» What the task asks: Copy every entry precisely.

» Dataset content:
=======

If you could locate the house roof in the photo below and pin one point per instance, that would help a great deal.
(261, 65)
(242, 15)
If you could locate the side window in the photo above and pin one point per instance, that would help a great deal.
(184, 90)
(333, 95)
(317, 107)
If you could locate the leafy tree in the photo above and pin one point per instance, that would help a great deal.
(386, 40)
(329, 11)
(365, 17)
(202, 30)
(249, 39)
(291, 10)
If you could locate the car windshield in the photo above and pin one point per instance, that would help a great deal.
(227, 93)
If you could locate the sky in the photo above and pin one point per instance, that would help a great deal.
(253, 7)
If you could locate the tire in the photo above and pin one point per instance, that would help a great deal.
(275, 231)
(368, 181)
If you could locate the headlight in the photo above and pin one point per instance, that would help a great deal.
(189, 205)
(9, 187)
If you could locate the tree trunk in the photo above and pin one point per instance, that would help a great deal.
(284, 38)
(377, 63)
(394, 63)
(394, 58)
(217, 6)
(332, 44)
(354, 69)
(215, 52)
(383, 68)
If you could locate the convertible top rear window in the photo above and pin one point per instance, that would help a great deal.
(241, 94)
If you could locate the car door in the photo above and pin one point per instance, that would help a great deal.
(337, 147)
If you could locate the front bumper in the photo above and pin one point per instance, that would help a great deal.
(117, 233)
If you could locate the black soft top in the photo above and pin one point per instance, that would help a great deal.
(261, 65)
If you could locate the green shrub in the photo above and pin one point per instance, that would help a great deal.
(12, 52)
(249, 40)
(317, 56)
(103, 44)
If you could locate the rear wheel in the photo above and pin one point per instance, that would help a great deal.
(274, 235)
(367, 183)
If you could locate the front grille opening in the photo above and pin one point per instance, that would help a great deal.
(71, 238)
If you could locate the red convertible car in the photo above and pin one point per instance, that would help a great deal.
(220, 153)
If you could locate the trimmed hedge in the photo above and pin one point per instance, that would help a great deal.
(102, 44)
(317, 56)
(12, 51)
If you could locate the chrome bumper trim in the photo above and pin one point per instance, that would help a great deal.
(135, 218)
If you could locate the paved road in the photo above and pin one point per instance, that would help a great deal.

=======

» Written answer:
If you could locate the house roof in the photo below and pin one point per instance, that would help a great deal.
(261, 65)
(242, 15)
If you could locate the side window in the photo above and pin one point per instance, that would help a great deal.
(184, 90)
(333, 95)
(317, 107)
If you could locate the leafy tree in the photo above and pin one point per instance, that would help a great deal.
(386, 40)
(329, 11)
(365, 17)
(202, 30)
(249, 39)
(291, 10)
If you could locate the car windshield in the photo above and pin one point per instance, that would help a great deal.
(227, 93)
If you could locate the sky in the photo above and pin one point per instance, that would help a great deal.
(253, 7)
If you could locate the tire in the photo above and pin one point per instance, that would help a great deal.
(275, 231)
(368, 181)
If you could locate the headlight in the photo above and pin one point per instance, that would help a great deal.
(189, 205)
(9, 187)
If you could locate the tree trunk in the photo above and pin one point per instance, that would help a great deal.
(284, 38)
(377, 63)
(394, 63)
(394, 58)
(217, 6)
(332, 44)
(354, 69)
(215, 52)
(383, 68)
If you could locate the convertible top rear window in the photo above and pin one point per instance, that would help a great deal.
(241, 94)
If you could locate the car door in the photo above and pin one point per instance, that would help a great deal.
(337, 147)
If you could locate the front bumper in the photo above and pin one point per instance, that would help a great deal.
(117, 233)
If you could locate the black soft top in the photo above and pin one point per instance, that would help a great deal.
(261, 65)
If you could locate the green shrub in the photo above and pin one point per instance, that would help a great deal.
(12, 52)
(249, 40)
(317, 56)
(103, 44)
If you could locate the rear wheel in the photo above and pin one point per instance, that would help a great deal.
(274, 235)
(367, 183)
If you could locate the front grille opening in the photo above and pin one point per instance, that would help a great deal.
(71, 238)
If you could locate the red convertible car in the photo above and pin one point per instance, that would help a great deal.
(220, 153)
If you could locate the trimmed hedge in the photo above and pin one point per instance, that would help a great deal.
(102, 44)
(317, 56)
(12, 51)
If you could locate the chrome bumper trim in the photo above and pin one point per instance, that would help a great deal.
(135, 218)
If you could locate the paved road in the photo above and pin one point per instance, that would help a great deal.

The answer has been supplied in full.